**SOURCE PASSAGE:**
Content starts

The Mudcat Café TM
Thread #68420   Message #1157133
Posted By: Little Hawk
07-Apr-04 - 10:00 PM
Thread Name: Bob Dylan for Victoria's Secret
Subject: RE: Bob Dylan for Victoria's Secret
I was making a general statement about western society, Dianavan. The statement was intended to provoke thought, but not to denigrate each one of us as individuals. It was an indictment of a society, couched in rather dramatic terms. If you spend some time in the Third World, and see how people live, you can't help but be stunned by the contrast and begin to question our highly consumptive lifestyle in North America. And remember, this is not done to preserve "democracy", it's done to sell product. Period.

Given the fact that most people are naturally the product of the culture they are born into, North Americans are on a conscious level pretty innocent in what they do...and they are not bad people. It's the system that is destructive. It's the system I question.

Content ends

**DATA TO EXAMINE:**
Content starts

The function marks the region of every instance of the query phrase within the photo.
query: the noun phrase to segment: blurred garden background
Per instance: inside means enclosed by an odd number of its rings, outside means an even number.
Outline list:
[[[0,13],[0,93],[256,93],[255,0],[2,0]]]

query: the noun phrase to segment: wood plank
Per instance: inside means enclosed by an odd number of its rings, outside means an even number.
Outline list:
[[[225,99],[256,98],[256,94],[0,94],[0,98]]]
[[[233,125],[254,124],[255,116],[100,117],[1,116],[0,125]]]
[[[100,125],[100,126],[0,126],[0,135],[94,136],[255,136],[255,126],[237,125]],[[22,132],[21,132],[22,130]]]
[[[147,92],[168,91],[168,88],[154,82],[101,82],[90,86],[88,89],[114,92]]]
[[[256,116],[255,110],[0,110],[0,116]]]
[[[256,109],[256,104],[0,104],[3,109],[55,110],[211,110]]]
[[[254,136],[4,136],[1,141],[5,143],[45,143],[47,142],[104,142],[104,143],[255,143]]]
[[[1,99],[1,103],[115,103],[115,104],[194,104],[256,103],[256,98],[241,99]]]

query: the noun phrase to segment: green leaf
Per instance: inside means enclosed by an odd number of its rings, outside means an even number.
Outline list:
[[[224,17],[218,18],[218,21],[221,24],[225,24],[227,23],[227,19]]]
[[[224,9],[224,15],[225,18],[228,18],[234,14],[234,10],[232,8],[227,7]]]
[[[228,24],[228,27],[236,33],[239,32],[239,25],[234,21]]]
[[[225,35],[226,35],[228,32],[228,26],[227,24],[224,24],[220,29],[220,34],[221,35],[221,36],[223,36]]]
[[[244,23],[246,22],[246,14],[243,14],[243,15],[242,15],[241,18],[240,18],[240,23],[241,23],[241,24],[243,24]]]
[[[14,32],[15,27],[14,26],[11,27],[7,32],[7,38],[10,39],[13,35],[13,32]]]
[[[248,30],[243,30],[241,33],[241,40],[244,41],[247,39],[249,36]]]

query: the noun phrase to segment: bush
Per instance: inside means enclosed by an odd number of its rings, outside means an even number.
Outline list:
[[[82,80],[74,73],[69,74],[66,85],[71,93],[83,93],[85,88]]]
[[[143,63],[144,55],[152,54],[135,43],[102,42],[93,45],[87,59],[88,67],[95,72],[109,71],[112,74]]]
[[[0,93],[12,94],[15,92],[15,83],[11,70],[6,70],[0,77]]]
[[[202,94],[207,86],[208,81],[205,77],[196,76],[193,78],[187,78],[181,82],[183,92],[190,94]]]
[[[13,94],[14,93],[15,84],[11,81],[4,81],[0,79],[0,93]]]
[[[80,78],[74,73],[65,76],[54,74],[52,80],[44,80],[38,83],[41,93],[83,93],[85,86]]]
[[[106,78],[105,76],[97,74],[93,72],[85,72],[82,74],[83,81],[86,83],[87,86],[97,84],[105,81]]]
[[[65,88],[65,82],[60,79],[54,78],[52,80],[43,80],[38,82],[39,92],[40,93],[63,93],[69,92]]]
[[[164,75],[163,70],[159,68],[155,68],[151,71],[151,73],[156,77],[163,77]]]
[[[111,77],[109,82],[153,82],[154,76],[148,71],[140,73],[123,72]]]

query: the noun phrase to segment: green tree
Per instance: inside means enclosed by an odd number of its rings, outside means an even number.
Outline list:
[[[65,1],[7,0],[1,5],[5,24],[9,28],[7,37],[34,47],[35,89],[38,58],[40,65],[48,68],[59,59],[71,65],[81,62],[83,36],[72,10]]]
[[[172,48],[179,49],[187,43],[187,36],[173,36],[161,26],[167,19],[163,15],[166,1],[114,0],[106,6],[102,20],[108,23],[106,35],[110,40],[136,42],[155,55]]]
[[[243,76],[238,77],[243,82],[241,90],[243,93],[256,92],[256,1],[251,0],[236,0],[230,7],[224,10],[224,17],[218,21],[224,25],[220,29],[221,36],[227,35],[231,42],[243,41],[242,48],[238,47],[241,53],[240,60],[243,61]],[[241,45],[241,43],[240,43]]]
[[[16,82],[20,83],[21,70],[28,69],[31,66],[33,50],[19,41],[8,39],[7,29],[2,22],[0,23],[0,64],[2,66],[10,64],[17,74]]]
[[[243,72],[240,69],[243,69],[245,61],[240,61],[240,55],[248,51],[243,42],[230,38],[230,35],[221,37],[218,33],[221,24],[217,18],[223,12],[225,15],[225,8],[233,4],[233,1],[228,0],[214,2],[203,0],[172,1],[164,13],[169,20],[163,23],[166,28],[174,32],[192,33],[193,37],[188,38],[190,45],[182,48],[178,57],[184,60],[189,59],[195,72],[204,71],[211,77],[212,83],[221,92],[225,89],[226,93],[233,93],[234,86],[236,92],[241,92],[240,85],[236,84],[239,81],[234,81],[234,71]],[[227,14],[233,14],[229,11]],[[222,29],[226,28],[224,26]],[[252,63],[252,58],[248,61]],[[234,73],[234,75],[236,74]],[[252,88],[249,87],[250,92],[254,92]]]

Content ends

**TASKS:**
a. Reproduce the forum post word for word, from "Given the fact" to "system I question.".
b. In the forum post, condense the paragraph beginning "Given the fact that most people" into a shorter version that keeps its main points.

**EXERCISE SOLUTIONS:**
a.
Given the fact that most people are naturally the product of the culture they are born into, North Americans are on a conscious level pretty innocent in what they do...and they are not bad people. It's the system that is destructive. It's the system I question.

b. Because most people are shaped by the culture they are born into, North Americans are consciously fairly innocent in what they do and are not bad people. The destructive thing is the system, and that is what I question.